# SUPPLIED TEXT:
------

Thursday, August 04, 2011

Linux and glibc Scalability

As some of you probably already know from following the traffic on pgsql-hackers, I've been continuing to beat away at the scalability issues around PostgreSQL.  Interestingly, the last two problems I found turned out, somewhat unexpectedly, not to be internal bottlenecks in PostgreSQL.  Instead, they were bottlenecks with other software with which PostgreSQL was interacting during the test runs.

I ran some SELECT-only pgbench tests on a 64-core server and noticed something odd: pgbench was consuming very large amounts of system time.  The problem turned out to be that pgbench calls random().  Since random() does not take a random seed as an argument, it has to rely on some kind of global state, and is therefore not inherently thread-safe.  glibc handles this by wrapping a mutex around it - on Linux, this is a futex - so that executions of random() are serialized across all threads.  This works, but it slows things down significantly even on a 32-core machine, and on a 64-core machine, the slowdown is even more.  I doubt this was effect was visible on earlier releases of PostgreSQL, because the bottlenecks on the server side limited the throughput far more severely than anything pgbench was doing.  But the effect is now visible in a SELECT-only pgbench test, provided you have enough CPUs.

Tom Lane and I had a somewhat protracted discussion about what to do about this, and eventually decided to forget about using any OS-supplied random number generator, and instead use our own implementation of erand48(), now renaming pg_erand48().  This takes the random state data as an argument and is therefore both thread-safe and lock-free.

With that problem out of the way, the bottleneck shifted to the server side.  pgbench was now humming along without a problem, but PostgreSQL was now using enormous amounts of CPU time.  It took a while to track this down, but the bottleneck turned out to be the Linux kernel's implementation of lseek.  Linux protects each inode with a mutex, and PostgreSQL uses lseek - which takes the mutex lock - to find the length of the file for query planning purposes.  With enough clients, this mutex can become badly contended.  This effect is, I believe, measurable even on a 32-core box, but it's not severe.  However, on the 64-core server I tested on, it led to a complete collapse in performance beyond 40 clients.  When I ran pgbench with the "-M prepared" option, which avoids replanning the query and therefore doesn't repeatedly invoke lseek, the performance collapse vanishes.  There is still some degradation due to other contention problems, but it's not nearly as bad.

As it turns out, I'm not the first person to run into this problem: the MOSBENCH guys at MIT, hacking on their modified version of PostgreSQL, ran into it last fall.  They, too, described the performance as "collapsing" due to lseek contention.  I thought they were exaggerating, but if anything they were understanding the extent of the problem.  On this 64-core server, going from 40 clients to 56 clients lead to more than a sevenfold drop in aggregate throughput.  This problem was largely masked in earlier releases of PostgreSQL by the bottlenecks in our lock manager; but, as I blogged about before, those problems are now fixed.  So, in PostgreSQL 9.2devel, it's pretty easy to hit this problem.  You just need enough CPUs.

------

# ENTRIES SHOWN:

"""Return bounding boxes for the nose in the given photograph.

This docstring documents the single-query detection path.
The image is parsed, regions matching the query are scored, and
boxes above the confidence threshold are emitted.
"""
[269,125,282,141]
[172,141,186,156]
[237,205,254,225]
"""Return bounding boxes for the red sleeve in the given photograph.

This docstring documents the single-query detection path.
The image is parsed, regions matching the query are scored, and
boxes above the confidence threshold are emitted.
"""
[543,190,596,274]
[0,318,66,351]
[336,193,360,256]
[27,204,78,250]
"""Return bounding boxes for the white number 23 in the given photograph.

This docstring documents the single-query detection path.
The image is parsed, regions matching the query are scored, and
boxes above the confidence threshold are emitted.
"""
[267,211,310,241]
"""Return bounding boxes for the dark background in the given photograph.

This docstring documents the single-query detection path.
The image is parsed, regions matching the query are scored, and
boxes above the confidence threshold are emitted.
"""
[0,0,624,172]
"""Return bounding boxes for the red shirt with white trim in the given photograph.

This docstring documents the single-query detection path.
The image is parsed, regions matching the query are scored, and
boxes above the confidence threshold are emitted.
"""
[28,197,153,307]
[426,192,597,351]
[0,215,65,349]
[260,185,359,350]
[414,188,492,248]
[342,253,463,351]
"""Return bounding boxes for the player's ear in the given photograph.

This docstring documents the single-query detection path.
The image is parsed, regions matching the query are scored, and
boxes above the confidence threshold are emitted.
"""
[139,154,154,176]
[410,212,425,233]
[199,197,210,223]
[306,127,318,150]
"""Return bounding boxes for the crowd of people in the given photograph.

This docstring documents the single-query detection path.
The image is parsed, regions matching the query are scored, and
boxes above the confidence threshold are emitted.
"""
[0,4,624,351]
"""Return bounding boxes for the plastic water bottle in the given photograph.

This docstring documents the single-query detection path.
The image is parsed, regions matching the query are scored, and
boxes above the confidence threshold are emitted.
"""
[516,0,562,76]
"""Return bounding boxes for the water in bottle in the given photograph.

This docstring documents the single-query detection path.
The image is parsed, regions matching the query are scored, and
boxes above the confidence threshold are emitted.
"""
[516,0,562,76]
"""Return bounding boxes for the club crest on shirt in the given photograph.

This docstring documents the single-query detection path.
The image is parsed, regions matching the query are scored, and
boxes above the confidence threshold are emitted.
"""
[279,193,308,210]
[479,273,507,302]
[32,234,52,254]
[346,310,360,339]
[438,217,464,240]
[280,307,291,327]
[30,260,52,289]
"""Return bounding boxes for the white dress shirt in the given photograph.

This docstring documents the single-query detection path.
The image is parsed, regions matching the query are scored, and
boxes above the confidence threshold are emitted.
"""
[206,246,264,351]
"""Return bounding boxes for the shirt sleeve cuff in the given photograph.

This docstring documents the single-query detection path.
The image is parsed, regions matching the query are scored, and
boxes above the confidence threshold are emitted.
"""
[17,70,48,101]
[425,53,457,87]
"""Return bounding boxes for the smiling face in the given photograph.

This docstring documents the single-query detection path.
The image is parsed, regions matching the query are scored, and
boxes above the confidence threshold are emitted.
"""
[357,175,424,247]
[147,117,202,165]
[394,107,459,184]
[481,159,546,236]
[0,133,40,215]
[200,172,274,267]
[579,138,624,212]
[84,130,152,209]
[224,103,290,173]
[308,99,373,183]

------

# DIRECTIONS:
[a] In the post on Linux and glibc scalability, how many clients could the 64-core server handle before performance collapsed completely?
[b] Using the post on Linux and glibc scalability, explain why running pgbench with the "-M prepared" option makes the performance collapse vanish.
[c] Carry on the post about Linux and glibc scalability, starting after its final sentence.

# TASK RESULTS:
[a] Performance collapsed beyond 40 clients.

[b] The "-M prepared" option avoids replanning the query. PostgreSQL uses lseek, which takes the inode mutex, to find a file's length for query planning. Without replanning, lseek is not invoked repeatedly, so the contended mutex stops causing the collapse.

[c]
It's not yet clear to me exactly how we're going to solve or work around this problem.  It would be nice to see it fixed in the Linux kernel, because surely this is an issue that could also affect other applications.  On the other hand, it would also be nice to see it fixed in PostgreSQL, because it doesn't seem inconceivable that it could affect other kernels.  Fixing it in PostgreSQL would presumably mean interposing some type of cache, designed in such a way as to avoid having the cache - or any single cache entry - protected by a single spinlock that 40+ CPUs can go nuts fighting over.

15 comments:

  1. This comment has been removed by the author.

    ReplyDelete
  2. Is it possible for you to send a patch for kernel fixing this problem?

    ReplyDelete
  3. There was a patch back in 2005 to convert PostgreSQL from using lseek+read to pread():
    http://archives.postgresql.org/pgsql-patches/2005-10/msg00068.php

    However, it was not accepted at the time because it didn't have a measurable benefit (on a single-core Celeron ;). Perhaps it's time to try again? It's plausible that pread doesn't need as much synchronization in kernel space.

    ReplyDelete
  4. @intgr: pread() might help if we were doing an lseek() by a read to get the data at a particular offset, but we're not. We're using lseek() to determine the length of the file, which pread() cannot do.

    ReplyDelete
  5. Why are you using lseek(2) and not fstat(2)? I don't know a case for the former works and the latter doesn't.

    ReplyDelete
  6. @Jörg Sonnenberger: I'll give that a try.

    ReplyDelete
  7. > It would be nice to see it fixed in the Linux kernel

    Well don't expect them to read your blog, send an email to the LKML.

    Also, whenever talking about Linux kernel performance, you should state the kernel version number. There are some locking improvements in every release.

    By the way, why does PostgreSQL need the file length so often in a read-only test? Is it for the planner's rowcount estimate?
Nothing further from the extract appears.